#### Texte

C'est l'histoire d'un jeans. Un banal jeans usé et délavé, qui s'est mis à voyager. C'est l'histoire de dizaines de jeunes femmes qui souffrent d'un cancer du sein avancé. D'une solide amitié qui, au-delà des frontières, est soudée à jamais. C'est l'histoire d'un jeans qui, à chacune de ses escales - du Chili à la Grande-Bretagne, de la Nouvelle-Zélande au Canada -, apporte réconfort, met un baume sur l'insensé.

Suzanne Lemay, 53 ans, habite un bungalow à Saint-Bruno-de-Montarville. Il y a trois semaines, on a livré une boîte de carton à sa porte. L'uniforme scolaire de sa fille de 15 ans, a-t-elle pensé. Son mari a ouvert le paquet et y a plutôt découvert un jeans joliment autographié, décoré. Suzanne a souri. Puis, elle a éclaté en sanglots. C'était trop d'émotions d'un coup.

«Ça m'a touchée. Sur le jeans, je reconnaissais des signatures, le nom de copines en ligne. Certaines sont aujourd'hui décédées. C'est triste, bouleversant et réconfortant à la fois. Avec le jeans, il y avait tant de cartes, de mots, de photos que j'aurais pu en couvrir le plancher. Ça donne un gros boost d'énergie. Je me sens appuyée et comprise. C'est comme recevoir un immense bouquet de fleurs», nous a-t-elle confié, la veille d'une épuisante séance de chimiothérapie.

#### Tâches à réaliser
a – Dans le texte sur le jeans voyageur, relevez tous les pays cités comme escales du jeans.
b – Veuillez recopier le passage du texte allant de « Suzanne Lemay, 53 » jusqu'à « séance de chimiothérapie. » inclus.
Ce matériel n'a aucun lien avec le texte.

#### Données brutes
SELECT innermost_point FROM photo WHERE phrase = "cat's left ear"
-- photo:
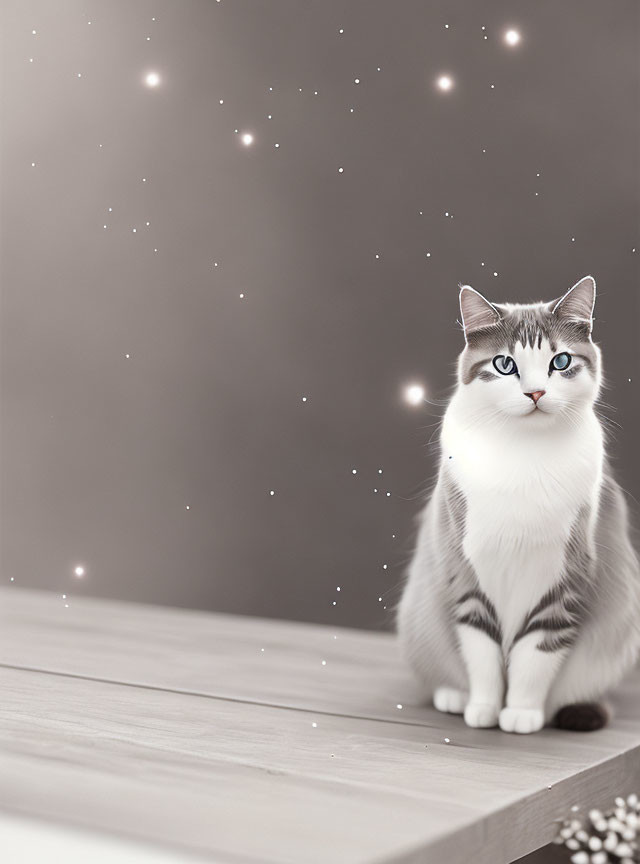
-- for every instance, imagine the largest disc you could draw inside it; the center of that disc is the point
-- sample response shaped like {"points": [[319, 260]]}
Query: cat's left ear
{"points": [[577, 304]]}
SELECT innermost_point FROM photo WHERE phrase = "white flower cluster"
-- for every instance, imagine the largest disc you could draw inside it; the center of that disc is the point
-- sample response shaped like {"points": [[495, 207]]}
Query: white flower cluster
{"points": [[607, 838]]}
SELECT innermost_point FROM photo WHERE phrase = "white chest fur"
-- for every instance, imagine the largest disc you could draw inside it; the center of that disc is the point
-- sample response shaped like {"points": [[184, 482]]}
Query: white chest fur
{"points": [[524, 485]]}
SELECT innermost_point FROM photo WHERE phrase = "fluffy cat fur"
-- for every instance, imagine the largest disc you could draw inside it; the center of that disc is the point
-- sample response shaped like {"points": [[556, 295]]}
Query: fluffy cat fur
{"points": [[522, 599]]}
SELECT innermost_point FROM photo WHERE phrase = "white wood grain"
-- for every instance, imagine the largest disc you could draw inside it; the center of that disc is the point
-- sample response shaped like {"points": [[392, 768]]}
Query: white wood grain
{"points": [[223, 775], [276, 662]]}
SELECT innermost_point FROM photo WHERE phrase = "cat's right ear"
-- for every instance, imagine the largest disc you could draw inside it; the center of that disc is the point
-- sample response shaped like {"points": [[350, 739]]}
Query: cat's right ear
{"points": [[476, 311]]}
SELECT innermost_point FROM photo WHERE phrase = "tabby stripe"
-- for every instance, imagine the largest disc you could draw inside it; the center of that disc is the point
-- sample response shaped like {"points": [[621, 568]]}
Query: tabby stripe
{"points": [[486, 625], [476, 594]]}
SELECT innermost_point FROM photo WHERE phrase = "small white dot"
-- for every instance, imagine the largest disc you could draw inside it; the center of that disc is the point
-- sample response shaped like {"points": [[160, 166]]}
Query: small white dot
{"points": [[414, 394]]}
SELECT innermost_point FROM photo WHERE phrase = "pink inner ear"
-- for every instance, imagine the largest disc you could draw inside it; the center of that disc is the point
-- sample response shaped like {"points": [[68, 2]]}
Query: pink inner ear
{"points": [[476, 311]]}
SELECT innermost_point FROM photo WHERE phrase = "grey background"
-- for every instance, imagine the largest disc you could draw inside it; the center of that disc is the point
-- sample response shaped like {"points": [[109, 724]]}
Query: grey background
{"points": [[101, 455]]}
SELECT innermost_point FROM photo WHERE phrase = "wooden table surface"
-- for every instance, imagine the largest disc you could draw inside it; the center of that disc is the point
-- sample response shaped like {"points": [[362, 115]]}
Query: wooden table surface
{"points": [[237, 739]]}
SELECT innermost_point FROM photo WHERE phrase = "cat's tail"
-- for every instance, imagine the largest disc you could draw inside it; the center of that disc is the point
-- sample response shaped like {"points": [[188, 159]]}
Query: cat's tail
{"points": [[582, 717]]}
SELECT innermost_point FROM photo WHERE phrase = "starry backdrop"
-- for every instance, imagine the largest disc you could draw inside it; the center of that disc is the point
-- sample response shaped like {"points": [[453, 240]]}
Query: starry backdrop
{"points": [[232, 234]]}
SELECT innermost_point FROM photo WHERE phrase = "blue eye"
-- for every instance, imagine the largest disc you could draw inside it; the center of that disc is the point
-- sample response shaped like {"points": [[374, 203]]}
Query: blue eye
{"points": [[561, 361], [504, 365]]}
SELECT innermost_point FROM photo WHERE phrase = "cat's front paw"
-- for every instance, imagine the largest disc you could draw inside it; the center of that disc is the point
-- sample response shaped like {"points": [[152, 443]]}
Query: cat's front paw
{"points": [[521, 720], [481, 715]]}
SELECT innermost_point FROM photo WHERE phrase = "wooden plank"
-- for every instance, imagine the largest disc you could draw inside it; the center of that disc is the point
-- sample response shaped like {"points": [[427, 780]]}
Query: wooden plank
{"points": [[275, 662], [262, 784]]}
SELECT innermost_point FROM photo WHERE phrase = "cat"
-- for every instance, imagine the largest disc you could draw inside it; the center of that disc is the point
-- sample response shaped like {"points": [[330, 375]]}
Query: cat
{"points": [[522, 601]]}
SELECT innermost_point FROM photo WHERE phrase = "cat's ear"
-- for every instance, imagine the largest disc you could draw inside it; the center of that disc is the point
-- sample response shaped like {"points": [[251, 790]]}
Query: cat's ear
{"points": [[476, 311], [577, 304]]}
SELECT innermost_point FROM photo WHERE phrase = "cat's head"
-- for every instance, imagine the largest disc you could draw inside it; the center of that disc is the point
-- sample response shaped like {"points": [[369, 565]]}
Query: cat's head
{"points": [[535, 361]]}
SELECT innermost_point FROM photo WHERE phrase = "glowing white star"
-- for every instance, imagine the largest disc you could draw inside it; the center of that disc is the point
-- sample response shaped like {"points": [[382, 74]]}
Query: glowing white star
{"points": [[414, 394], [445, 83]]}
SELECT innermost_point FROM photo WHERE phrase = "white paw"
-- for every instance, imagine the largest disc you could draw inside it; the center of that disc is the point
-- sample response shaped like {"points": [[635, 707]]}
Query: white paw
{"points": [[522, 720], [450, 700], [481, 715]]}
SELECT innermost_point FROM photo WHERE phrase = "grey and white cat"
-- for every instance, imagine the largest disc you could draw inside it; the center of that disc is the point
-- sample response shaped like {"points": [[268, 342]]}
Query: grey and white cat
{"points": [[523, 597]]}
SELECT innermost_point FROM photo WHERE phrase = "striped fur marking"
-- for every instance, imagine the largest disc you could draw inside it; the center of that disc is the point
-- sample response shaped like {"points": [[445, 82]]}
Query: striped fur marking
{"points": [[476, 610], [556, 617]]}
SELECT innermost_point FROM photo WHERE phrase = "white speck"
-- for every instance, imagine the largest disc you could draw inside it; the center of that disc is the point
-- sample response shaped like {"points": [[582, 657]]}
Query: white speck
{"points": [[445, 82], [414, 394]]}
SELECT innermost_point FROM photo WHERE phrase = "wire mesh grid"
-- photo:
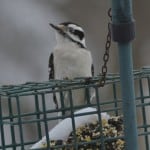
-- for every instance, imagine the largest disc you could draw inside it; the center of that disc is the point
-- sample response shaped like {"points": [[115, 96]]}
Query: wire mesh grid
{"points": [[22, 127]]}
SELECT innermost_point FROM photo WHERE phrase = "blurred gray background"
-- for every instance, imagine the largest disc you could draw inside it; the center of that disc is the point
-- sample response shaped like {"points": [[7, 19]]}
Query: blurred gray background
{"points": [[26, 38]]}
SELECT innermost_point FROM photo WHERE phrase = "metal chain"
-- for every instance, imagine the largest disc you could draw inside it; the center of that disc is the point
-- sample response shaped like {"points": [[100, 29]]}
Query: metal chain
{"points": [[106, 54]]}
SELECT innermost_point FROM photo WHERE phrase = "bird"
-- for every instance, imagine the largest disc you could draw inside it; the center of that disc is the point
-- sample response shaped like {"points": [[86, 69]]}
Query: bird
{"points": [[70, 59]]}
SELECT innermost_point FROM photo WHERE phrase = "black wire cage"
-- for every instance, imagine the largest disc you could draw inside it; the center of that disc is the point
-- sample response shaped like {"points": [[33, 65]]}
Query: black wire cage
{"points": [[15, 122]]}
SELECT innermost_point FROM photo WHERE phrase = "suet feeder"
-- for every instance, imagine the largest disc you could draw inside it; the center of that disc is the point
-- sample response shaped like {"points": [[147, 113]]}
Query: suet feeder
{"points": [[109, 124]]}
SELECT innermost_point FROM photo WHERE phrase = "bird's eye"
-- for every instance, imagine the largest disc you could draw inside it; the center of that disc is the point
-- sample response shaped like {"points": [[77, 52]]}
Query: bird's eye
{"points": [[71, 30]]}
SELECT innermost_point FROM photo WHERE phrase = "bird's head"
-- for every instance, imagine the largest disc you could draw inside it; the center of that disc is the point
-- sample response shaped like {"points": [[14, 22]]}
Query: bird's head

#### Réponses fournies
a – Chili, Grande-Bretagne, Nouvelle-Zélande, Canada

b –
Suzanne Lemay, 53 ans, habite un bungalow à Saint-Bruno-de-Montarville. Il y a trois semaines, on a livré une boîte de carton à sa porte. L'uniforme scolaire de sa fille de 15 ans, a-t-elle pensé. Son mari a ouvert le paquet et y a plutôt découvert un jeans joliment autographié, décoré. Suzanne a souri. Puis, elle a éclaté en sanglots. C'était trop d'émotions d'un coup.

«Ça m'a touchée. Sur le jeans, je reconnaissais des signatures, le nom de copines en ligne. Certaines sont aujourd'hui décédées. C'est triste, bouleversant et réconfortant à la fois. Avec le jeans, il y avait tant de cartes, de mots, de photos que j'aurais pu en couvrir le plancher. Ça donne un gros boost d'énergie. Je me sens appuyée et comprise. C'est comme recevoir un immense bouquet de fleurs», nous a-t-elle confié, la veille d'une épuisante séance de chimiothérapie.